What you have to do:
Each line of the records that follow must come back exactly, with pictures skipped.

Image-grounded pointing data:

^^^^^^^^^^^^^^^^

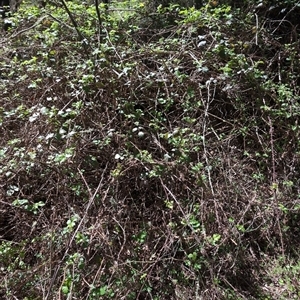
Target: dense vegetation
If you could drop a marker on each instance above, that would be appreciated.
(150, 152)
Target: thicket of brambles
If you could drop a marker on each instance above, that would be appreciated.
(150, 151)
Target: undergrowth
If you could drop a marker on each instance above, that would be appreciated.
(150, 154)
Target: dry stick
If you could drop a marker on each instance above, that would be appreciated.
(81, 37)
(92, 197)
(99, 20)
(274, 179)
(204, 130)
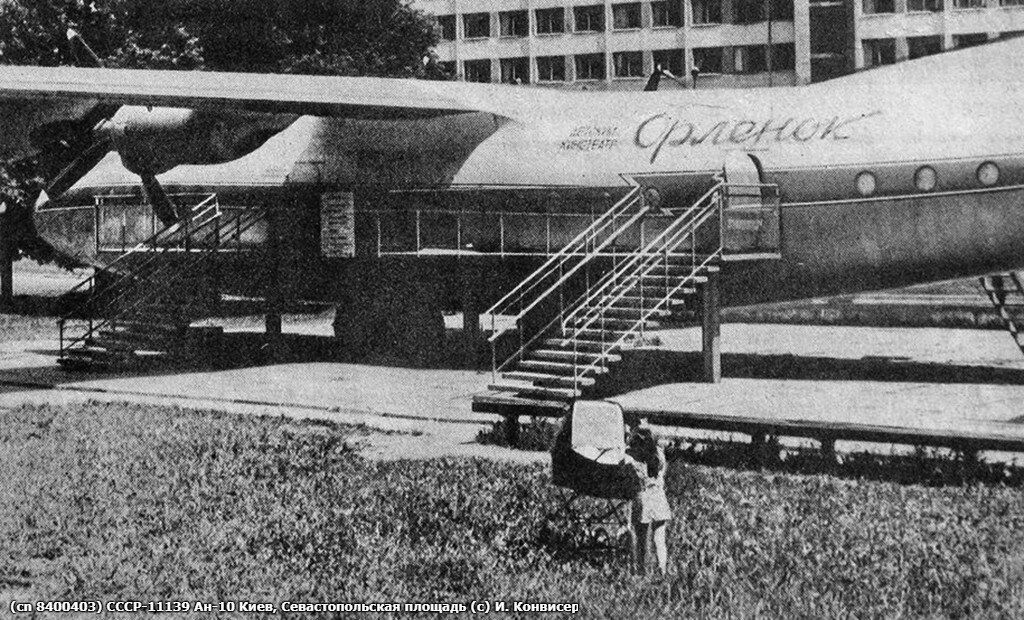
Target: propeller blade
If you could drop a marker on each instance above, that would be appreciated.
(157, 198)
(84, 55)
(78, 168)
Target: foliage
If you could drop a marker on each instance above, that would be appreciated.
(131, 502)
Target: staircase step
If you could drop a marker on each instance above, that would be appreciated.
(544, 378)
(597, 335)
(588, 357)
(651, 291)
(635, 312)
(503, 404)
(567, 369)
(559, 394)
(568, 343)
(133, 324)
(612, 323)
(673, 280)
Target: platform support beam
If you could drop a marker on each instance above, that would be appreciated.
(471, 334)
(711, 324)
(273, 293)
(6, 262)
(512, 430)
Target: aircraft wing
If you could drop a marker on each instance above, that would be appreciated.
(999, 61)
(316, 95)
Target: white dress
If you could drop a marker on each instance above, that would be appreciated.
(650, 503)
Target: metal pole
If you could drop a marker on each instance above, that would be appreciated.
(768, 16)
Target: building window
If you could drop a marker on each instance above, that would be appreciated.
(666, 14)
(880, 6)
(924, 5)
(924, 46)
(590, 67)
(589, 18)
(707, 11)
(880, 51)
(866, 183)
(749, 11)
(780, 10)
(783, 56)
(476, 26)
(970, 40)
(446, 25)
(626, 16)
(448, 68)
(672, 59)
(751, 58)
(708, 59)
(551, 69)
(515, 71)
(628, 64)
(477, 71)
(513, 24)
(550, 21)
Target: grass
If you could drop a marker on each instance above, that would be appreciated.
(129, 502)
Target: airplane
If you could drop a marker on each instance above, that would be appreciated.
(901, 174)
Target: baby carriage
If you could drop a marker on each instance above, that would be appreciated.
(588, 460)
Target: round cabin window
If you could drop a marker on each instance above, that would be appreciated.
(866, 183)
(926, 178)
(988, 174)
(653, 197)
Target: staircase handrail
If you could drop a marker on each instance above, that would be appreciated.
(558, 259)
(641, 261)
(249, 217)
(584, 298)
(144, 245)
(606, 349)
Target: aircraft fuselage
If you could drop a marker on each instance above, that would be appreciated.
(879, 187)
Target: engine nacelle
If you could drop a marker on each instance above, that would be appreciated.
(152, 140)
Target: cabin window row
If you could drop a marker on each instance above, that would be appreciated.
(926, 178)
(626, 65)
(627, 15)
(911, 6)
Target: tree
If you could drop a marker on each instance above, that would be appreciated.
(385, 38)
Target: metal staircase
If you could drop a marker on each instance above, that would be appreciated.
(637, 287)
(1006, 291)
(139, 306)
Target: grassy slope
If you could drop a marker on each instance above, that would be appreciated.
(120, 501)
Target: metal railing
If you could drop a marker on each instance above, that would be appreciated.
(196, 238)
(560, 266)
(590, 310)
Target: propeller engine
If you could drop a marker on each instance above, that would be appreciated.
(150, 140)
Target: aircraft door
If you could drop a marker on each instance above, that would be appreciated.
(751, 217)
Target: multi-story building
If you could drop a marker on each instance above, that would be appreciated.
(707, 43)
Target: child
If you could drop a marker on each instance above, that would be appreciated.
(650, 506)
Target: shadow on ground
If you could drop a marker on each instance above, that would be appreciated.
(647, 368)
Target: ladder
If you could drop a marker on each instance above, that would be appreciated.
(138, 307)
(577, 347)
(1006, 291)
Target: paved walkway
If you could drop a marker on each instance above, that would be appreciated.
(929, 378)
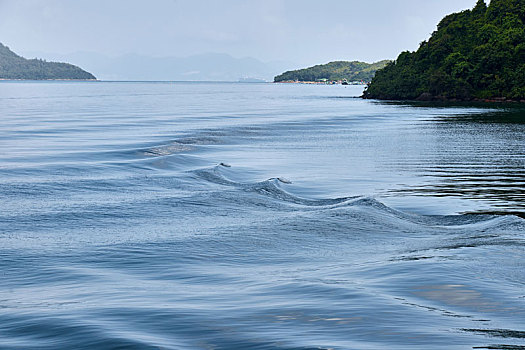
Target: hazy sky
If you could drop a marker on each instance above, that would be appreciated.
(301, 31)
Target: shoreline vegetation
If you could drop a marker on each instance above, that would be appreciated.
(337, 72)
(15, 67)
(476, 55)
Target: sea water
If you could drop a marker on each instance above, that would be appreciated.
(257, 216)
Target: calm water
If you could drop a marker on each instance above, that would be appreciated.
(257, 216)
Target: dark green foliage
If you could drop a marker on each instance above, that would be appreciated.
(475, 54)
(334, 71)
(13, 66)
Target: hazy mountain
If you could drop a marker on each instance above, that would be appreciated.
(203, 67)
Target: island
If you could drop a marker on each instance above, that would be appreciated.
(14, 67)
(345, 72)
(474, 55)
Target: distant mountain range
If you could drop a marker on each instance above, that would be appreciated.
(334, 71)
(203, 67)
(13, 66)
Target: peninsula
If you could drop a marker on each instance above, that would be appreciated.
(14, 67)
(476, 54)
(339, 71)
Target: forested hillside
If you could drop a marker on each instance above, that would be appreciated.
(334, 71)
(474, 54)
(13, 66)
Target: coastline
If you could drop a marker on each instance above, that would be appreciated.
(6, 79)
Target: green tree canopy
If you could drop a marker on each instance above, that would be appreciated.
(478, 53)
(13, 66)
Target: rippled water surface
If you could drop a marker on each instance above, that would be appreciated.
(257, 216)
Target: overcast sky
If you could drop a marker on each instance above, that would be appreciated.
(302, 31)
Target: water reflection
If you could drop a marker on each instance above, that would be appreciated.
(478, 156)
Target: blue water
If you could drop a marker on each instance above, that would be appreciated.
(257, 216)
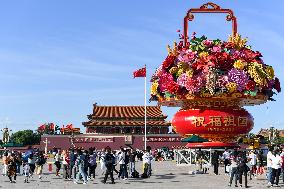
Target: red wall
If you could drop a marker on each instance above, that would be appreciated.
(113, 141)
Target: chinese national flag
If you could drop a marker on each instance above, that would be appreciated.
(140, 73)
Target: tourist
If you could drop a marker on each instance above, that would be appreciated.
(115, 161)
(5, 160)
(226, 158)
(243, 169)
(259, 163)
(234, 171)
(12, 168)
(108, 161)
(147, 161)
(92, 164)
(86, 162)
(39, 162)
(215, 161)
(26, 171)
(282, 166)
(31, 161)
(102, 161)
(65, 163)
(57, 162)
(269, 164)
(18, 162)
(199, 160)
(132, 155)
(122, 166)
(80, 163)
(72, 169)
(252, 162)
(276, 167)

^^^^^^^^^^^^^^^^

Output:
Target: dense vegetation
If you could drop a marker on each instance above, that would be appreciated.
(150, 152)
Target: thicket of brambles
If you could drop a marker on each instance above, that would be appreciated.
(150, 151)
Target: undergrowth
If you could drop a marker on each instance above, that would be appreciated.
(150, 154)
Target: dry stick
If you could drop a marker on each instance above, that would be appreciated.
(81, 37)
(92, 197)
(99, 20)
(274, 179)
(204, 130)
Target: propeller blade
If you could drop a marker on each instance above, that would be appreciated.
(157, 198)
(84, 55)
(78, 168)
Target: foliage
If you could drop a marker on each instance above, that would be appreciated.
(131, 502)
Target: staircase step
If you could drop a marker on each instance above, that would be appreciated.
(544, 378)
(597, 335)
(588, 357)
(651, 291)
(635, 312)
(503, 404)
(567, 369)
(559, 394)
(568, 343)
(133, 324)
(612, 323)
(673, 280)
Target: platform support beam
If you could drop a marker on each instance above, that would be appreciated.
(471, 334)
(711, 324)
(273, 293)
(6, 262)
(512, 430)
Target: aircraft wing
If you could drop a marker on each instance above, that would be appreciated.
(999, 61)
(316, 95)
Target: white dress
If you could drop a marker on each instance above, that would be appreciated.
(650, 503)
Target: metal pole
If you could drop a marker on each instance above, that would be appreciated.
(768, 16)
Target: building window
If you could drop a marker on each instance above, that would be appreciated.
(666, 14)
(880, 6)
(924, 5)
(924, 46)
(590, 67)
(589, 18)
(707, 11)
(880, 51)
(866, 183)
(749, 11)
(780, 10)
(783, 56)
(476, 26)
(970, 40)
(446, 25)
(626, 16)
(448, 68)
(672, 59)
(751, 58)
(708, 59)
(551, 69)
(515, 71)
(628, 64)
(477, 71)
(513, 24)
(550, 21)
Target: grass
If you could drop a marker on each instance above, that would be appreciated.
(129, 502)
Target: airplane
If you could drop a marker on each instance above, that would be appreciated.
(901, 174)
Target: baby carriage
If you could drop a marker on each instance above, that would be appreciated.
(588, 460)
Target: round cabin window
If you could drop a marker on each instance above, that would be appreciated.
(866, 183)
(926, 178)
(988, 174)
(653, 197)
Target: staircase handrail
If you could drop a marker on each instance above, that would be appreciated.
(558, 259)
(641, 261)
(249, 217)
(584, 298)
(144, 245)
(606, 349)
Target: aircraft fuselage
If you could drop a marker on each instance above, that would be appreciated.
(879, 187)
Target: engine nacelle
If you could drop a marker on each instance above, that would be appreciated.
(152, 140)
Target: cabin window row
If you could drop a marker on each instance above, that would be appreciated.
(926, 178)
(626, 65)
(627, 15)
(911, 6)
Target: tree
If you could drop a marker on each instance above, that would be appreciated.
(385, 38)
Target: metal staircase
If you could drop a marker on each instance above, that would be appreciated.
(637, 287)
(1006, 291)
(139, 306)
Target: grassy slope
If you could drop a marker on each instance above, that would be appreciated.
(120, 501)
Target: metal railing
If you could drop a marker on each instance above, that would be appreciated.
(196, 238)
(560, 266)
(590, 310)
Target: propeller engine
If you could drop a marker on each instance above, that would be appreciated.
(150, 140)
Target: aircraft door
If you could drop a marker on each instance above, that would be appreciated.
(751, 217)
Target: multi-story building
If you could drop a marker on each instance above, that would be appreciated.
(707, 43)
Target: child
If you could drop a marker on each instance above, that would be appreciated.
(650, 506)
Target: shadow on ground
If you could drop a marker on each instance above, that would be appreciated.
(647, 368)
Target: ladder
If you could drop a marker on each instance above, that would be appreciated.
(138, 307)
(577, 347)
(1006, 291)
Target: paved walkway
If you could drop a marker on each instance above, that would be appreciated.
(929, 378)
Target: hazy sky
If you could drop a marker on each instance above, that would be appreciated.
(301, 31)
Target: shoreline vegetation
If you could drop a marker on each instance above, that would be appreciated.
(337, 72)
(15, 67)
(476, 55)
Target: sea water
If you could drop a marker on each instance above, that would be appreciated.
(257, 216)
Target: calm water
If you could drop a marker on each instance above, that would be appreciated.
(257, 216)
Target: dark green foliage
If you could drop a marker on each instance above, that would be appreciated.
(475, 54)
(334, 71)
(13, 66)
Target: hazy mountain
If you could drop a marker on each instance above, that would be appreciated.
(203, 67)
Target: island
If you could drop a marker on each instance above, that would be appreciated.
(14, 67)
(345, 72)
(474, 55)
Target: distant mountain range
If you could drop a marker on each instance above, that would be appreciated.
(334, 71)
(203, 67)
(13, 66)
Target: peninsula
If you could drop a marker on each instance above, that would be appreciated.
(14, 67)
(476, 54)
(339, 71)
Target: forested hillside
If you could drop a marker on each instance above, that would be appreciated.
(334, 71)
(474, 54)
(13, 66)
Target: coastline
If you could drop a marker on each instance above, that would be appreciated.
(6, 79)
Target: green tree canopy
If you could drop a marker on each instance above, that would be appreciated.
(478, 53)
(13, 66)
Target: rippled water surface
If you could drop a marker on each instance above, that would be appreciated.
(257, 216)
Target: overcast sky
If you could drop a marker on each instance above, that would be appreciated.
(302, 31)
Target: water reflection
If you could drop a marker on each instance above, that would be appreciated.
(478, 156)
Target: blue water
If you could drop a marker on each instance above, that would be appreciated.
(257, 216)
Target: red wall
If you could drop a marker on each instance above, that would be appreciated.
(113, 141)
Target: chinese national flag
If you could drop a marker on each instance above, that would be appreciated.
(140, 73)
Target: tourist
If you could drop a marker on each instance above, that would be appreciated.
(115, 161)
(5, 160)
(226, 158)
(243, 169)
(259, 163)
(234, 171)
(12, 168)
(108, 161)
(147, 161)
(92, 164)
(86, 162)
(39, 162)
(215, 161)
(26, 171)
(282, 166)
(31, 161)
(102, 161)
(65, 163)
(57, 162)
(269, 164)
(18, 162)
(199, 160)
(132, 155)
(122, 166)
(80, 163)
(72, 169)
(252, 162)
(276, 167)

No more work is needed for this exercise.